=== ENTRIES PROVIDED ===

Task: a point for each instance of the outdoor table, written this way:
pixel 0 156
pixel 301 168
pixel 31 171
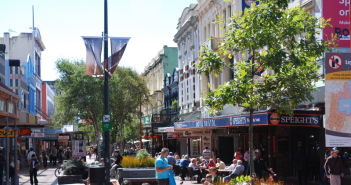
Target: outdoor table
pixel 223 172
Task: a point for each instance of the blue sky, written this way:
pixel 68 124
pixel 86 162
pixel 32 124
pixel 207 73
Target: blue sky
pixel 150 23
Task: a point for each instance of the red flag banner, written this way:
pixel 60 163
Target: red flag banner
pixel 93 47
pixel 118 46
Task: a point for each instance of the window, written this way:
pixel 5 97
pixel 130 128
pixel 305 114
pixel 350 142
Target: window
pixel 37 64
pixel 24 101
pixel 2 105
pixel 11 108
pixel 38 99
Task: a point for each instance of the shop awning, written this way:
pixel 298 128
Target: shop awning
pixel 299 118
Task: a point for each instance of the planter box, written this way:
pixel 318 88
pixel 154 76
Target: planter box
pixel 69 179
pixel 137 174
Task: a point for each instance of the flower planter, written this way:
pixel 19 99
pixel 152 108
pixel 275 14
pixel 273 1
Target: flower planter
pixel 146 173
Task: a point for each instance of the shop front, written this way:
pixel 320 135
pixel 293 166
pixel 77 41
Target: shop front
pixel 278 136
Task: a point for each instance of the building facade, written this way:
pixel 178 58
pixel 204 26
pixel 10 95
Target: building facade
pixel 155 112
pixel 187 39
pixel 25 81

===

§ PROMPT
From the records above, give again exactly the lines running from the line with "pixel 350 142" to the line with "pixel 10 95", inclusive.

§ YOUR RESPONSE
pixel 350 142
Target: window
pixel 37 64
pixel 24 101
pixel 2 105
pixel 11 108
pixel 38 99
Task: a point for each instance of the shop awning, written this way:
pixel 298 128
Target: shop awning
pixel 299 118
Task: a point for each instance of the planter box, written this way:
pixel 318 88
pixel 154 76
Target: planter box
pixel 69 179
pixel 137 174
Task: a point for each instance of the flower planter, written this way:
pixel 19 99
pixel 152 108
pixel 275 14
pixel 273 1
Target: flower planter
pixel 146 173
Task: a point for each instance of the shop front, written this way:
pixel 320 135
pixel 293 166
pixel 77 41
Target: shop front
pixel 278 136
Task: a point for each instance of the building facade, written this way:
pixel 178 58
pixel 204 26
pixel 10 95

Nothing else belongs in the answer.